Task statement
Arrange the data below as a numbered list with one line per item. Skip blank lines and leave the pictures out.

===== Entries provided =====

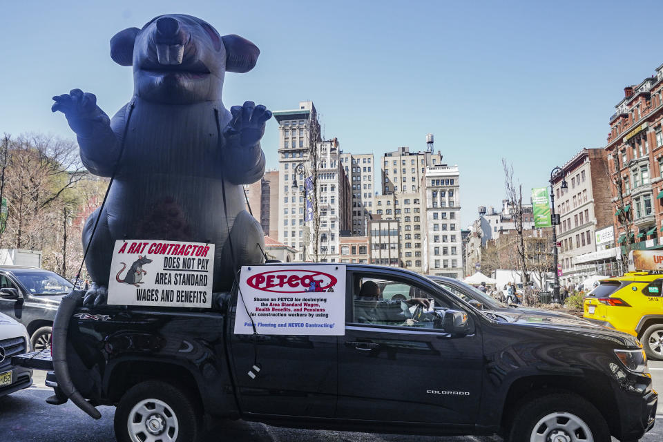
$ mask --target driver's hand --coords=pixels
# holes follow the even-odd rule
[[[421,305],[427,310],[430,308],[430,301],[425,298],[412,298],[407,300],[407,303],[410,305]]]

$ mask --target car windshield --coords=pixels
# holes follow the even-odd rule
[[[50,271],[15,273],[16,278],[33,295],[66,295],[74,285]]]
[[[469,284],[465,284],[462,281],[454,281],[454,285],[452,285],[444,280],[433,280],[465,302],[470,302],[471,300],[474,300],[481,302],[484,309],[494,310],[495,309],[508,308],[508,305],[502,304],[479,289],[475,289]],[[457,288],[456,286],[458,286],[458,288]]]

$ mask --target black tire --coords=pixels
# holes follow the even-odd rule
[[[541,423],[546,417],[547,425]],[[551,433],[568,431],[563,427],[565,423],[588,441],[610,442],[608,424],[600,412],[588,401],[571,393],[530,396],[520,402],[506,439],[508,442],[530,442],[536,439],[532,436],[538,434],[541,440],[550,440]]]
[[[32,336],[30,337],[30,346],[32,348],[32,351],[37,352],[50,349],[50,335],[52,332],[53,327],[50,325],[40,327],[35,330]]]
[[[654,324],[647,327],[640,342],[648,358],[663,361],[663,324]]]
[[[142,403],[145,405],[141,405]],[[137,410],[134,410],[134,407]],[[195,442],[200,436],[202,425],[199,408],[197,401],[179,386],[161,381],[142,382],[130,388],[119,400],[113,419],[115,439],[118,442],[145,440],[140,437],[133,439],[132,434],[137,436],[141,433],[148,434],[148,425],[155,421],[156,425],[161,423],[162,427],[159,429],[161,434],[168,433],[171,438],[175,438],[172,439],[173,442]],[[146,412],[141,413],[142,410]],[[151,410],[154,411],[154,414],[147,414]],[[128,428],[130,414],[137,424],[132,433]],[[152,416],[154,419],[148,421]],[[137,419],[140,421],[136,422]]]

=====

Result for this exercise
1. $ mask --target driver's hand --coords=pixels
2. # holes follow the even-odd rule
3. [[[421,305],[427,310],[430,308],[430,301],[425,298],[412,298],[407,300],[407,303],[410,305]]]
4. $ mask --target car windshield --coords=pixels
5. # holes follow the even-odd rule
6. [[[50,271],[15,273],[16,278],[33,295],[66,295],[74,285]]]
7. [[[469,284],[465,284],[462,281],[454,281],[454,285],[452,285],[444,280],[433,280],[465,302],[470,302],[471,300],[474,300],[481,302],[484,309],[494,310],[495,309],[508,308],[508,305],[502,304],[479,289],[475,289]],[[457,288],[456,286],[458,286],[458,288]]]
8. $ mask --target black tire --coords=pixels
9. # holes follow the even-odd rule
10. [[[541,423],[546,417],[547,425]],[[551,433],[568,431],[563,427],[565,423],[588,441],[610,442],[608,424],[600,412],[588,401],[571,393],[530,396],[520,402],[506,439],[508,442],[530,442],[536,439],[532,436],[538,434],[541,440],[550,440]]]
11. [[[32,336],[30,337],[30,346],[32,348],[32,351],[37,352],[50,349],[50,335],[52,332],[53,327],[50,325],[40,327],[35,330]]]
12. [[[654,324],[647,327],[640,342],[648,358],[663,361],[663,324]]]
13. [[[142,403],[145,405],[141,405]],[[137,410],[134,410],[134,407]],[[195,442],[200,436],[202,425],[199,408],[197,401],[179,386],[161,381],[142,382],[130,388],[119,400],[113,419],[115,439],[118,442],[145,440],[140,437],[133,439],[132,434],[137,436],[141,433],[148,434],[148,425],[155,421],[156,425],[161,423],[162,427],[159,429],[161,434],[168,433],[171,438],[175,438],[172,439],[173,442]],[[146,412],[141,413],[142,410]],[[151,410],[154,411],[154,414],[147,414]],[[128,428],[130,414],[137,424],[132,433]],[[152,416],[154,419],[148,421]],[[137,419],[140,421],[136,422]]]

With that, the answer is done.